Texte fourni.
Trois propositions pour consolider les acquis de la révolution

Photo d’illustration : des manifestants déguisés en personnages de la série « Casa de Papel » à Saïda le 19 octobre 2019. Ali Hashisho/Reuters

Depuis plus d’un mois, la vague rouge, blanc, vert qui a inondé les places et les rues a donné un air de fête à de sinistres endroits qui dégageaient hier encore les senteurs d’un passé douloureux et d’un futur incertain.

Nul doute que la plus belle des images que l’on puisse garder de cette fête de l’espoir, celui de la renaissance d’un peuple et de la consécration d’une nation, est le brassage incroyable à la fois d’idées, de styles, de philosophies, de communautés et de classes sociales. Une agora où « le tout » et « le personne » font bon ménage, faisant fi des différences et chantant à l’unisson. Et c’est exactement là que réside le principal acquis de cette révolution. Un nouveau brassage et un contrat social qui s’écrit par et pour le citoyen libanais.

Exercice 1. Reprenez les lignes de code ci-dessous en remplaçant "snow-covered ground" par "frozen lake surface", sans rien modifier d'autre.

Lignes à traiter.

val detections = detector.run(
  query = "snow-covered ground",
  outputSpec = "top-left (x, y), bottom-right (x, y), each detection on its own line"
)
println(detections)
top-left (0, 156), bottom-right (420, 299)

Exercice 2. Prolongez le texte sur les acquis de la révolution au Liban à partir de sa dernière phrase.

Réponse 1.
val detections = detector.run(
  query = "frozen lake surface",
  outputSpec = "top-left (x, y), bottom-right (x, y), each detection on its own line"
)
println(detections)
top-left (0, 156), bottom-right (420, 299)

Réponse 2.
Peur de lendemains moins chantants
Cependant, alors que pointent à l’horizon la misère, les mines déconfites par le poids des échéances et des SOS étouffés dans des balises en détresse, la peur de lendemains moins chantants et de réveils très douloureux se fait aussi de plus en plus prégnante. J’ai d’ailleurs été assailli par les appels et relances d’amis et de connaissances, résidents ou expatriés, se disant prêts à aider immédiatement et par tous les moyens. Mais comment peut-on matérialiser ces élans sincères et les traduire en action en l’absence d’un État partenaire qui en établirait les bases et consacrerait les normes ? Comment procéder à une redistribution des aides proposées des personnes économiquement les plus avantagées vers les moins avantagées ?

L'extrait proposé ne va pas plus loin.